→ SHORT EXERCISE 1:
According to the text on cooling a CPU with dry ice, how many watts of thermal energy does a 2.2 GHz Pentium 4 dissipate?
→ SHORT EXERCISE 2:
Please extend the text on cooling a CPU with dry ice, picking up right after its last sentence.

→ TEXT SHOWN:

Cooling your CPU with dry ice does not sound like a good idea. There are many problems associated with this technique.
1) Dry ice has to be bought, stored, and handled very carefully. It
doesn't last all that long (it sublimates, boiling off carbon dioxide
constantly). You can't touch it with your hands (wear extra-thick
gloves, and keep water away!). You may be able to get some at ice-cream
shops, but the cost may add up to more than $100 if you run your
computer a lot like this.
2) You constantly have to add more dry ice -- it sublimates away
all the time. Depending on the size of the chunk you put in your
computer, you may have to replace it every few minutes. A 2.2 GHz
Pentium 4 (a typical modern processor) dissipates 57 watts of thermal
energy. The latent heat of dry ice is 590000 Joules per kilogram,
meaning you'd go through the stuff at a rate of about a pound an hour.
Overclocking only speeds this up. And it absorbs heat from the air and
surroundings, not just the processor, so it disappears even faster.
3) In a humid environment, the dry ice will frost up. Water vapor
will condense on the block of dry ice and make regular ice. When the
dry ice sublimates, this stuff falls on your processor and motherboard,
making it wet. Even just cooling off the components of the computer
below the dew point will cause water to spontaneously condense on your
computer parts. They may not work when wet (short circuits!), or the
water may speed the corrosion of electrical contacts.

→ DATA:
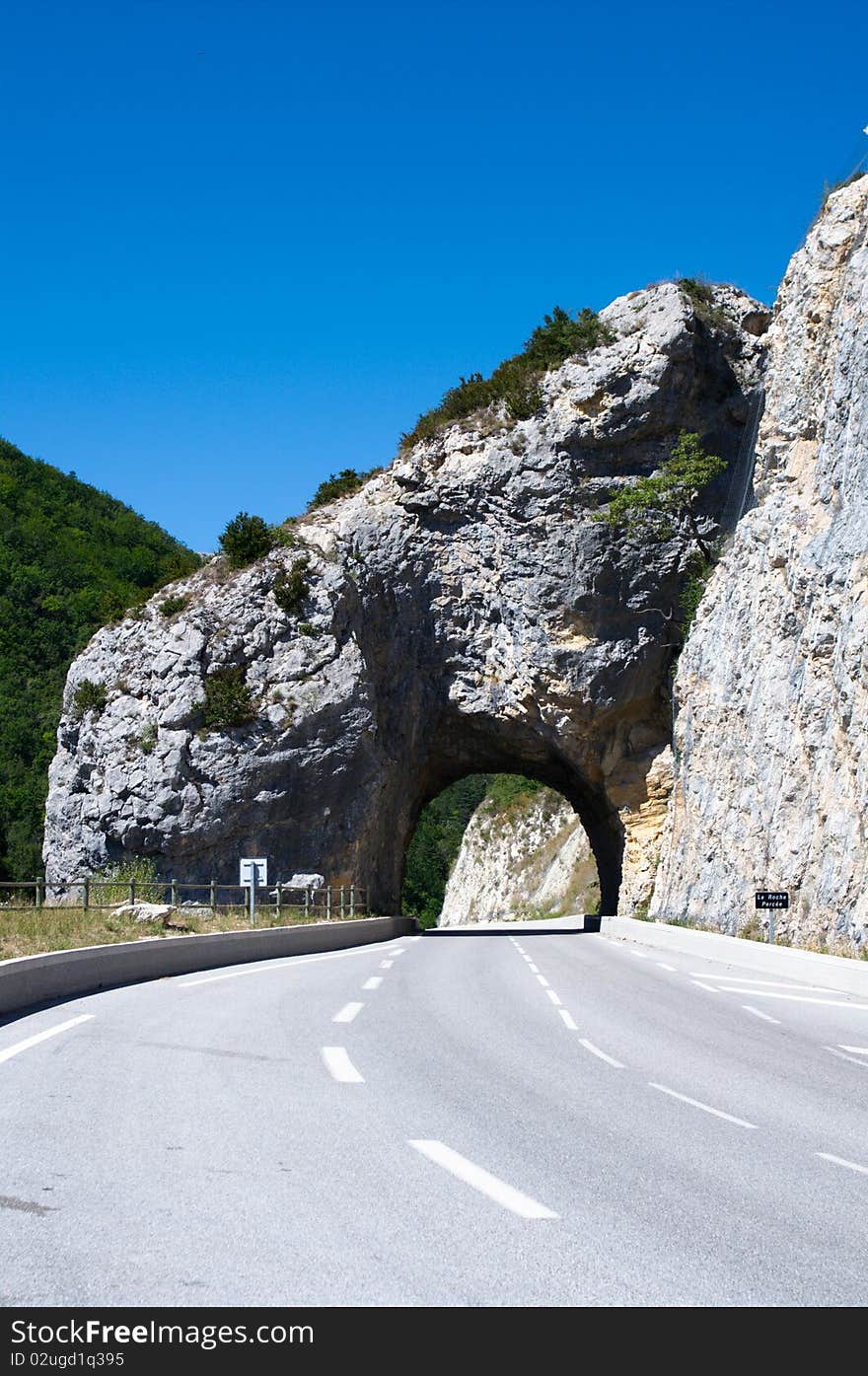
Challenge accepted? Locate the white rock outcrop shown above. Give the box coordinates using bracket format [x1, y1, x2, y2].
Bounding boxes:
[651, 177, 868, 947]
[439, 788, 600, 927]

→ OUTPUT 1:
57 watts.

→ OUTPUT 2:
4) You need good thermal contact between your dry ice and the
processor. Dry ice when it changes into a gas, makes a thin cushioning
layer of escaping carbon dioxide around it. This acts as a thermal
blanket, keeping more heat from traveling to the ice. You can push the
dry ice against the CPU, but what will happen then is that you will get
vibrations. Vibrations tend to shake electrical contacts loose.
5) Speaking of electrical contacts, cooling a portion of your
computer down to very low temperatures and not others will create
mechanical stresses in your computer parts (most likely in your
processor). When stuff cools down, it shrinks, and when it heats up, it
expands again. Cooling down only a part of your computer makes that
part too small to fit nicely into the other parts. You may crack
something or, more likely, just break some electrical contact
somewhere. Small electrical components can be fragile!
6) You have to make sure not to run out of dry ice -- if you run
empty, the processor will overheat very rapidly and stop working.
Water cooling is difficult -- you have to make sure there are no
leaks and no vibrations introduced by pumps. It is (was) often used for
large mainframe computers, but is not common on today's smaller units.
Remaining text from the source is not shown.